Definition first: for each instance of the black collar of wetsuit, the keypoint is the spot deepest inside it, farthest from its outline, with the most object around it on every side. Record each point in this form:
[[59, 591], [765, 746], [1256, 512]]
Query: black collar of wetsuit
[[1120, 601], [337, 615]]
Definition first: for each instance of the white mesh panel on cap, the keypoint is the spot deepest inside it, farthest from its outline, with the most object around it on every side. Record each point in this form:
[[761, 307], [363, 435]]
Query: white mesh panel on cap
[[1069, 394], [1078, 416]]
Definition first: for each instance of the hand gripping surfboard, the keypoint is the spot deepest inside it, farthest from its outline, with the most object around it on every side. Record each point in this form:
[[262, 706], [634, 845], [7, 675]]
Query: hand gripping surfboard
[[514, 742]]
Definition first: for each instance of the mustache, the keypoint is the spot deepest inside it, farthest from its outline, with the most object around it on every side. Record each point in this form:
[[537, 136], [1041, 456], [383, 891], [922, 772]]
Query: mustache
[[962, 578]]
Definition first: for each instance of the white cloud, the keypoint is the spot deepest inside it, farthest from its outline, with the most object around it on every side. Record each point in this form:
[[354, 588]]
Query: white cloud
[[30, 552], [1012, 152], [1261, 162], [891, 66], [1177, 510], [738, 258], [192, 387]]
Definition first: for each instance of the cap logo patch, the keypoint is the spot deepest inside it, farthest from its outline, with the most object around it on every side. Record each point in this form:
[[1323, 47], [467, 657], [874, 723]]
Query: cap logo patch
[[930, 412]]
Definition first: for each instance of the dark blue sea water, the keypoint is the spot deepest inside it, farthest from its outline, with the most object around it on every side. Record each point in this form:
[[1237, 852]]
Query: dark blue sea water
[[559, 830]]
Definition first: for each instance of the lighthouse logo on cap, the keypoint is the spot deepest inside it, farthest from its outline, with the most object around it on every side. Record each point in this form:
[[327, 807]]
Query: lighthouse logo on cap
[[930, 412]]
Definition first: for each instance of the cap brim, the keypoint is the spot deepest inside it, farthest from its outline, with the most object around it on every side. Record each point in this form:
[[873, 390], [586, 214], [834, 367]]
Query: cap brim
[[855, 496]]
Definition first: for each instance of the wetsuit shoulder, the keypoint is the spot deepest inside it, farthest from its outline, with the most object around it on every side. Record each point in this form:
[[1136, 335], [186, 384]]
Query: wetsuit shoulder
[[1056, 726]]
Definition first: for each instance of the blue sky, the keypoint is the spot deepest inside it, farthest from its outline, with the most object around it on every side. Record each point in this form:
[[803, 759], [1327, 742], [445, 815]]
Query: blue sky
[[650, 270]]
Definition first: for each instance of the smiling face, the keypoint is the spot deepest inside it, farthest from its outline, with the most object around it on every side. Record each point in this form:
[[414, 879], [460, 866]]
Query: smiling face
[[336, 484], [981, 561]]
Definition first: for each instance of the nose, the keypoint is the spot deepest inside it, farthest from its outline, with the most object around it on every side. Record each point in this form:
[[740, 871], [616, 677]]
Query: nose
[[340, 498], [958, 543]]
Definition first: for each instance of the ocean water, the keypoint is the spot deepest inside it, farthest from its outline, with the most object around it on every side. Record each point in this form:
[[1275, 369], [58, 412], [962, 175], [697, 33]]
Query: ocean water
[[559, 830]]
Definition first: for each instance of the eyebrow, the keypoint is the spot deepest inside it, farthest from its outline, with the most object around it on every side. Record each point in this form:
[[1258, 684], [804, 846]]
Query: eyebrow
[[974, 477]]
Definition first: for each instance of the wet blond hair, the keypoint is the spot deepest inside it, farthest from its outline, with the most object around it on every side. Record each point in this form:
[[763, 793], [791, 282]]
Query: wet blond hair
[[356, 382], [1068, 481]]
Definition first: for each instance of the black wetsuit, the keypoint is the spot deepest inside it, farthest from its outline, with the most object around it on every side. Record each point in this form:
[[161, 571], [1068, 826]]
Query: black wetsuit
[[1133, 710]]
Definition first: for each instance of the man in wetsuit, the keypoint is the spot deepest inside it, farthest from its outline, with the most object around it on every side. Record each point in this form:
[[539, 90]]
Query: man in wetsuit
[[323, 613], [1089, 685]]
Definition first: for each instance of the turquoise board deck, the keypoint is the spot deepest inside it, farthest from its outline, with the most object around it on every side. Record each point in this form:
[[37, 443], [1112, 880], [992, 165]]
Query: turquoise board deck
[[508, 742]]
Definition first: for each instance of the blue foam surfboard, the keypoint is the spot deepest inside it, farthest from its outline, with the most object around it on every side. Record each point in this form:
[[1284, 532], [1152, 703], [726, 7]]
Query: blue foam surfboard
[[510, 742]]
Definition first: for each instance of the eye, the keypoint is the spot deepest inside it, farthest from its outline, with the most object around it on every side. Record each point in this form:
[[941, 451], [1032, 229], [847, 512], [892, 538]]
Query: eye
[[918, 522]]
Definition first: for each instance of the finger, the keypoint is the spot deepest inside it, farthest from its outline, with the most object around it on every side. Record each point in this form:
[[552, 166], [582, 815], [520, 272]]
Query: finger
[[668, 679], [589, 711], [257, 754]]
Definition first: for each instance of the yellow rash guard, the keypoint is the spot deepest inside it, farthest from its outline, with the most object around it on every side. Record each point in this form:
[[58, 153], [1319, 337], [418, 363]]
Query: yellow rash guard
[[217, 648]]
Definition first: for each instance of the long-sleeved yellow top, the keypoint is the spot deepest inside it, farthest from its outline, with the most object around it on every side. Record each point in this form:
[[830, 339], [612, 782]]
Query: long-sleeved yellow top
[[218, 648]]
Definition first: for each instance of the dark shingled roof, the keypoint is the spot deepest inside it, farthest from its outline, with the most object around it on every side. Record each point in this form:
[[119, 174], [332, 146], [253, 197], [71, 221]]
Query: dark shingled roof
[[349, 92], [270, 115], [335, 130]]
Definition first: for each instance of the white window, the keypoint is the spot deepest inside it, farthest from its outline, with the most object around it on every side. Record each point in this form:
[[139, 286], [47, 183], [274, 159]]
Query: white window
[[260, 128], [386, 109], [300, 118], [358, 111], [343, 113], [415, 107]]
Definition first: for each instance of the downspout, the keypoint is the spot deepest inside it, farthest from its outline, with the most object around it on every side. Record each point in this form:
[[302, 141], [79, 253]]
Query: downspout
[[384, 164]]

________

▶ **PROBLEM STATEMENT**:
All of the lines above should be returned exactly as written.

▶ **YOUR SOLUTION**:
Definition first: for each instance of the black collar of wetsuit, the keypoint is the spot deepest inside it, farthest from its outline, with the most object around it on every side. Record each point in this form:
[[59, 591], [765, 746], [1256, 512]]
Query: black collar of wetsuit
[[1120, 601], [337, 615]]
Definition first: for each instance of the white mesh panel on cap, the keypoint is the spot deepest inside it, farthest from its outline, with the most object around it on every side. Record each point in this form:
[[761, 307], [363, 435]]
Query: white mesh panel on cap
[[1069, 394], [1078, 416]]
Definition first: for each instance of the hand gripping surfboard, the keypoint is the spot deepest inside it, farthest from its outline, with the most object around it on every side. Record each point in this form:
[[262, 706], [634, 845], [7, 675]]
Query: hand gripping surfboard
[[514, 742]]
Definition first: for each instance of the mustache, the keypoint is the spot deepest inside it, farthest from its outline, with the most object around it on every side. Record each point in this form:
[[537, 136], [1041, 456], [383, 891], [922, 772]]
Query: mustache
[[962, 578]]
Definition first: for each instance of the white cloud, the keypoint is the spot deepest inside it, farthest from its outline, with the most object around it on every side. Record each point in this form:
[[354, 588]]
Query: white cloud
[[30, 552], [1012, 152], [1261, 162], [891, 66], [1177, 510], [738, 258], [192, 387]]
Definition first: for each instance of the cap logo patch, the keypoint is the spot deepest inside it, farthest from its outline, with the most object around it on every side. Record each point in this form:
[[1323, 47], [467, 657], [874, 723]]
Query: cap logo patch
[[930, 412]]
Definition first: for each instance of the dark blue sea water, the keypoint is the spot deepest inside it, farthest from its outline, with the most object around it on every side. Record each point in this form:
[[1237, 852]]
Query: dark blue sea water
[[559, 830]]
Definition first: for each instance of the lighthouse logo on cap, the keypoint is the spot deepest inside it, farthest from its outline, with the most object around it on every side. Record each point in this form:
[[327, 807]]
Query: lighthouse logo on cap
[[930, 412]]
Definition first: for each instance of the cap brim, the keypoint is the spot deepest inside it, farthest from its outline, with the most object around it on every side. Record each point in this form:
[[873, 390], [586, 214], [834, 367]]
Query: cap brim
[[855, 496]]
Definition first: for each instance of the wetsuit shoulder, the keypoint is the spot deepest inside it, farthest from its outline, with the most object around it on every side. Record each point in this form:
[[1136, 335], [186, 384]]
Query: wetsuit shoulder
[[1056, 726]]
Definition first: for each instance of the blue sky, the keypoint is the spot deepest inside it, farthest from its outline, with the most object around it on every side. Record each point in this form:
[[803, 759], [1327, 742], [445, 815]]
Query: blue sky
[[650, 270]]
Definition first: for each instance of the smiling face, the keypoint is the spot deepest inside it, farthest from its outline, with the most object around it on every side. Record each point in this form:
[[414, 879], [460, 866]]
Query: smiling face
[[336, 484], [981, 561]]
Definition first: for each instance of the nose, the keypoint is the spot deepest inside it, farthest from its outline, with the most object around it on every side. Record each point in this form:
[[740, 871], [616, 677]]
Query: nose
[[340, 498], [958, 543]]
Definition first: for each instance of the ocean water, the keypoint is the spot deepest inside it, farthest from its outline, with the most object around it on every side. Record each point in this form:
[[1275, 369], [58, 412], [962, 175], [697, 33]]
Query: ocean water
[[559, 830]]
Definition first: for each instance of the eyebrow, the keypoint is the spot deepest inside it, farthest from its outline, with the most object around it on every side. Record each point in this form:
[[1258, 684], [804, 846]]
Query: eyebrow
[[974, 477]]
Definition first: for each instance of the wet blond hair, the keypoint is the spot deepest inside it, farthest from its outline, with the most object around it on every side. Record each point in this form:
[[763, 793], [791, 282]]
Query: wet blond hair
[[356, 382], [1068, 481]]
Definition first: for each instance of the black wetsuit, the keypoint is the spot deepest inside it, farthest from its outline, with the most object around it on every side. Record each point in this form:
[[161, 571], [1068, 826]]
Query: black wetsuit
[[1133, 710]]
Definition first: for each instance of the man in wetsuit, the keypoint is the spot deepest inside it, farthest from its outline, with the most object around it on every side. Record each point in this form:
[[539, 90]]
Query: man in wetsuit
[[323, 613], [1089, 685]]
Definition first: for each instance of the turquoise board deck, the keypoint is the spot deepest inside it, farthest from its outline, with the most object around it on every side. Record each point in this form:
[[37, 443], [1112, 880], [992, 165]]
Query: turquoise board deck
[[508, 742]]
Definition first: for each instance of the blue foam surfboard, the keypoint is the spot deepest inside it, farthest from its outline, with the most object around it on every side. Record each point in this form:
[[1284, 532], [1152, 703], [726, 7]]
Query: blue foam surfboard
[[510, 742]]
Definition first: for each instance of the eye, the keypoint is the spot deepest inside it, farthest from its outline, with the most object around it on every side. Record each point in this form:
[[941, 451], [1032, 229], [847, 512], [892, 538]]
Query: eye
[[918, 522]]
Definition first: for each instance of the finger, the keypoint is the spot deepest inside it, farthest from its outline, with the most object around it on every side. Record each point in this form:
[[552, 166], [582, 815], [520, 272]]
Query: finger
[[668, 679], [589, 711], [257, 754]]
Definition first: for each instance of the yellow rash guard, the keypoint is the spot deepest inside it, farthest from its outline, with the most object around it on every side. Record each point in this form:
[[58, 153], [1319, 337], [418, 363]]
Query: yellow rash guard
[[217, 648]]
Definition first: for each instance of the long-sleeved yellow top, the keypoint is the spot deepest inside it, farthest from its outline, with the most object around it on every side. Record each point in this form:
[[830, 339], [612, 782]]
Query: long-sleeved yellow top
[[218, 648]]
Definition first: for each instance of the dark shingled roof, the keypoint is the spot deepest inside it, farthest from its outline, with the most object around it on every side. Record each point in this form:
[[119, 174], [332, 146], [253, 197], [71, 221]]
Query: dark shingled roof
[[349, 92], [270, 115], [335, 130]]
Definition first: for each instance of the white window, the keypoint is the spot deepest inside it, farthest from its outline, with the most object around it on every side. Record each point in this form:
[[139, 286], [47, 183], [274, 159]]
Query: white window
[[260, 128], [386, 109], [300, 118], [358, 111], [343, 113], [415, 107]]
Definition first: for each instance of the downspout, the keypoint is the spot deepest inside it, farthest from its outline, with the most object around it on every side. Record each point in this form:
[[302, 141], [79, 253]]
Query: downspout
[[384, 164]]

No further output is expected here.